====== TEXT UNDER STUDY ======

With 5 Simple Words, Bruno Mars Taught a Master Class in Work-Life Balance
For entrepreneurs, stress is a given.
It is one of the few absolutes. It’s such a trope that there are millions of words written about it — not on ways to avoid it, but instead on how to manage it so it doesn’t overwhelm you.
One of the ways that I prefer to unwind is through music — and recently I had the opportunity to see Bruno Mars in concert in my hometown of Las Vegas. I knew this concert was going to be a bit different, however, when a few days beforehand I received an email from the venue:
Upon arrival, everyone’s phones were secured in pouches from Yondr, a company that specializes in doing just that. Almost everything went smoothly — only a minor incident when one of our party walked off on his own and we realized we had no way of contacting him.
And then the concert began. Bruno walked on stage and looked out onto the crowd. He started smiling and said that it was a special night. It was great that everyone was back together after all that we went through for the past 16 months, but then he sang, gleefully,
“I took your phones away.”
He explained that by removing the screens that we had spent so much time in front of for the past year and a half, and even longer than that, we’d be able to simply enjoy the concert. After all, we were there for the music, and the experience of it — to relax and unwind, not to keep working.
“I took your phones away,” he sang again.
He let it really sink in — he would be able to be stress free on stage because it wouldn’t be recorded, and we were allowed to be the same. What happened at that concert would stay at that concert.
As I looked around the room at the Park Theatre, I saw a lot of dancing and joy among the 5,500 attendees. No one was mindlessly scrolling through a feed, or anxiously waiting for a text to be returned. It was all smiles, even behind the many people wearing masks.
Finding the Balance
For my life — and health — I have made a point to enact tech-free days once per week, and one completely tech-free week per year. As a leader, I encourage my employees to do the same. I have even gone as far as writing rules into our IT system in some of the companies I’ve worked for to lock people out of certain company systems when they are on vacation. And that’s often after having to force people to go on vacation with incentives like bonus pay.
A recent study shows that our screen time use has been going up over the past three years — even before Covid — and that in turn has been causing secondary effects like depression, anxiety, and obesity. The longer that continues, the worse those effects compound.
In Iceland, the four-day workweek has proved successful, allowing employees to be more productive in less time. The longer they have to rest, the more they can show up at work.
We are seeing signs of burnout everywhere — it is time for us to step up as leaders and listen to the music.

======

[WHAT YOU NEED TO DO]:
A. In the piece on Bruno Mars and work-life balance, how many people attended the concert at the Park Theatre?
B. Reproduce the stretch of the Bruno Mars piece from "He explained that" through "to keep working.", word for word.

====== DATA UNDER STUDY ======

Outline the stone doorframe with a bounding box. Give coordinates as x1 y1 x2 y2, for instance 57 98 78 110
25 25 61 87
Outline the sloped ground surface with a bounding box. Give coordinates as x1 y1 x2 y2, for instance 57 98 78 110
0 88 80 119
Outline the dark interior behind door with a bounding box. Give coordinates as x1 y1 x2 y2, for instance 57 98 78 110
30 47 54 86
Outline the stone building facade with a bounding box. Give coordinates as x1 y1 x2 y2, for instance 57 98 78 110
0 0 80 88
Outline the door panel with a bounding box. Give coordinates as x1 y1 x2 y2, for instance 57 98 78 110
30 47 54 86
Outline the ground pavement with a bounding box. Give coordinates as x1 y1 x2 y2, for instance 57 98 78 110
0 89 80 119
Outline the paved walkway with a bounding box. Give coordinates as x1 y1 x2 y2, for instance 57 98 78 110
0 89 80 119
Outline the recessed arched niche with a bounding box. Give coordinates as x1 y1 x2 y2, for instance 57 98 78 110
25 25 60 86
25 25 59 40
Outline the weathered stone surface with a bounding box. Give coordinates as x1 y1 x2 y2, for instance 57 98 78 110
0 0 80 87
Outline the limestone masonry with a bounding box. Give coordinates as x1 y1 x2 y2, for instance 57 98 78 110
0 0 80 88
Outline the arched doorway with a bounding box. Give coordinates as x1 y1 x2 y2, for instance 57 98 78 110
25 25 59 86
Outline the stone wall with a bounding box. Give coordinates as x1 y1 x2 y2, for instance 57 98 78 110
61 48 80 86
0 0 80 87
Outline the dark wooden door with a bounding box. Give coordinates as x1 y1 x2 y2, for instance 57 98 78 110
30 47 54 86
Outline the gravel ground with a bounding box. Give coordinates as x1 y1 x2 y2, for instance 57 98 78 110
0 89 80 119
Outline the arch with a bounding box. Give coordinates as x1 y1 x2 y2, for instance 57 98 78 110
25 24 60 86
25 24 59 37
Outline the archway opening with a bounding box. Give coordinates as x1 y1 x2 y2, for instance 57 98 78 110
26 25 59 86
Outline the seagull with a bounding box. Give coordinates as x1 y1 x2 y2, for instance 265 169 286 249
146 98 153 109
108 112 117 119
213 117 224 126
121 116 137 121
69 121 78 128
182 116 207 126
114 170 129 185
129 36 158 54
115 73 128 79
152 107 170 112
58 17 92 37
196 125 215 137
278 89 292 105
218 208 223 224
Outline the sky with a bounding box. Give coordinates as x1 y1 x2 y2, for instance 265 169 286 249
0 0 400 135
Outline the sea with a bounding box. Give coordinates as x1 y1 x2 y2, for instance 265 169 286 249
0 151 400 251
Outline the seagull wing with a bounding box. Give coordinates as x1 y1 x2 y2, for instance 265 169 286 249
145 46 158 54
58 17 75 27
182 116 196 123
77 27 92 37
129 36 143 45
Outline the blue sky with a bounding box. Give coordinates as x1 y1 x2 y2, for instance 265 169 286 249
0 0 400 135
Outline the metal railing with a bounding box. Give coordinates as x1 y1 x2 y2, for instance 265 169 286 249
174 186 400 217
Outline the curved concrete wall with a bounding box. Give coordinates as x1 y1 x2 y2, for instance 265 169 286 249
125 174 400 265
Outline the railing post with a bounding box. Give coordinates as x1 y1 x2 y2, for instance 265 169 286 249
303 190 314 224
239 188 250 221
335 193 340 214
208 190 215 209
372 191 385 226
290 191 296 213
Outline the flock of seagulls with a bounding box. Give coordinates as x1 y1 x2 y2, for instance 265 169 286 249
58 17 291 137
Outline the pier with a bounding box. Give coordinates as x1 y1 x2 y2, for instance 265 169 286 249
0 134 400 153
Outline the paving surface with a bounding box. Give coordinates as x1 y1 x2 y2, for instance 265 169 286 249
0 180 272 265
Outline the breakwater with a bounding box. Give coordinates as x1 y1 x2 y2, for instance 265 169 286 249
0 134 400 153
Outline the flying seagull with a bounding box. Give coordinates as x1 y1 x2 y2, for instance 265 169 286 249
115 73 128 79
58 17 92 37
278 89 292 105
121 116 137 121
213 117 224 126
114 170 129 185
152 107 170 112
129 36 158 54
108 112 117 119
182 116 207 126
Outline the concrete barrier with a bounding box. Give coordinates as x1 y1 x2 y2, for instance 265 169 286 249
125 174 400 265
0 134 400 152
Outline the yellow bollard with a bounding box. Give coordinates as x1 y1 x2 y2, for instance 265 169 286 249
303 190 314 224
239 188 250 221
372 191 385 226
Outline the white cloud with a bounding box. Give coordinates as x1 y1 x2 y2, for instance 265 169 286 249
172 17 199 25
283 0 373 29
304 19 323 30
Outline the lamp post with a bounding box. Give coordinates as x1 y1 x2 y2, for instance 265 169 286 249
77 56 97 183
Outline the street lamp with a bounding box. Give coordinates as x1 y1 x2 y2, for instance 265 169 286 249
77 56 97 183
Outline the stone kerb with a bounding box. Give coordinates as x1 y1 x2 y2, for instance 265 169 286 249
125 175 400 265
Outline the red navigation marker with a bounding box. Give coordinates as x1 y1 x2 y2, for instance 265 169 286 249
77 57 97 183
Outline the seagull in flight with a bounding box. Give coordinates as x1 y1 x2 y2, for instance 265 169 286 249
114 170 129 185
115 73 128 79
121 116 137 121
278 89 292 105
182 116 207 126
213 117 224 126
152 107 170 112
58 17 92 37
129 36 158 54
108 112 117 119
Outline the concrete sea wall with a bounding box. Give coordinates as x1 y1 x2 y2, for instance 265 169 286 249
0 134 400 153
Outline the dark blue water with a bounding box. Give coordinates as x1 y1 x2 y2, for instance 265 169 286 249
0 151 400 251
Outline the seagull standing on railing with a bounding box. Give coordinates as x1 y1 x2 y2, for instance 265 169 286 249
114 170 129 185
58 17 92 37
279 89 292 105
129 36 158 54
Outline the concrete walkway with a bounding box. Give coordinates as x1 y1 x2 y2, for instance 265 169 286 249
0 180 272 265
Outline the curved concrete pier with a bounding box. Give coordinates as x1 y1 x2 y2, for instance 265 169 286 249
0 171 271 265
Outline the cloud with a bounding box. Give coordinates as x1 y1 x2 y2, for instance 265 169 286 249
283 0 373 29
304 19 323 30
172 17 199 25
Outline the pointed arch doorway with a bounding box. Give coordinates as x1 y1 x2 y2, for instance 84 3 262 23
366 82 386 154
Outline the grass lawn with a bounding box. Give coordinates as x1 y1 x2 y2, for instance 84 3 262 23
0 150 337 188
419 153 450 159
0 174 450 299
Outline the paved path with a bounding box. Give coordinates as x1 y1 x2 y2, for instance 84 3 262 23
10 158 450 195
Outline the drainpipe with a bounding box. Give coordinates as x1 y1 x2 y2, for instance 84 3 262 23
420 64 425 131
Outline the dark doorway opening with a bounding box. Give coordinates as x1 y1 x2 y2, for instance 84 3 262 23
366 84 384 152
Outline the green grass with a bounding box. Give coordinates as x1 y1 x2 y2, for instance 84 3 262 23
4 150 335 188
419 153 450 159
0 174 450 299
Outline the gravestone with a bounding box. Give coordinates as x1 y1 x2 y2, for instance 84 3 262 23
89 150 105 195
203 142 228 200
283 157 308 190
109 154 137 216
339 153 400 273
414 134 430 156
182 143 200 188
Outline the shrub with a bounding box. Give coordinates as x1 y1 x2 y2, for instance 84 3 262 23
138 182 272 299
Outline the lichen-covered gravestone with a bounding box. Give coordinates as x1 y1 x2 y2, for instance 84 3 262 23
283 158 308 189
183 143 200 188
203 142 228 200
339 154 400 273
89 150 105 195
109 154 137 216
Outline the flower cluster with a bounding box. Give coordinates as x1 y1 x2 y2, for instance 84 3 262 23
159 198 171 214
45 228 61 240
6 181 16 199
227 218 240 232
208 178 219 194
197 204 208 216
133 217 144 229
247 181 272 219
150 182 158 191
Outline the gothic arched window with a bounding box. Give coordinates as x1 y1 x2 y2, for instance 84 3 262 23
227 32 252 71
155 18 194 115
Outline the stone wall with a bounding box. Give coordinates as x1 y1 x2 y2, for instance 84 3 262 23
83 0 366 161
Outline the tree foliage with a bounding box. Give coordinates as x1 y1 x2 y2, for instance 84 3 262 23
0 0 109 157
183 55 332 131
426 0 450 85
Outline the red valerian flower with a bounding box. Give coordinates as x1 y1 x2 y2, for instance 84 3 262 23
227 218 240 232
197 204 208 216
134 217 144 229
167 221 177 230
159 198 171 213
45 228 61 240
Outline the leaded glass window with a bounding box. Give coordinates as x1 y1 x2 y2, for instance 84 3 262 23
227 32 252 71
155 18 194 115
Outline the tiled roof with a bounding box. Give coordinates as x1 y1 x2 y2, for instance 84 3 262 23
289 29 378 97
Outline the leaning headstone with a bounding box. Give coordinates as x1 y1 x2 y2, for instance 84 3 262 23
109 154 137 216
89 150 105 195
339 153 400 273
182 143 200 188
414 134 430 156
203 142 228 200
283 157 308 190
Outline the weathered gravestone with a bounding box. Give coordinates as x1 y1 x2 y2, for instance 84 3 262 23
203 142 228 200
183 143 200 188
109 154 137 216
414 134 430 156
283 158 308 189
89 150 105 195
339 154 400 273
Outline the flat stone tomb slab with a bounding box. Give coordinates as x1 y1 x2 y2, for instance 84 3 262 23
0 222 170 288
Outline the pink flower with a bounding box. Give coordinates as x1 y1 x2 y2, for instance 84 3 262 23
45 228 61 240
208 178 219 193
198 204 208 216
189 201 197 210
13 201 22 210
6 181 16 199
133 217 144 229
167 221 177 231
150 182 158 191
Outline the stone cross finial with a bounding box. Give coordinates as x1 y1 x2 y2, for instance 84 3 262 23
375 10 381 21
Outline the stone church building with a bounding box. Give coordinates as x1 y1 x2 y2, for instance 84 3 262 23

======

[TASK RESPONSES]:
A. 5,500

B.
He explained that by removing the screens that we had spent so much time in front of for the past year and a half, and even longer than that, we’d be able to simply enjoy the concert. After all, we were there for the music, and the experience of it — to relax and unwind, not to keep working.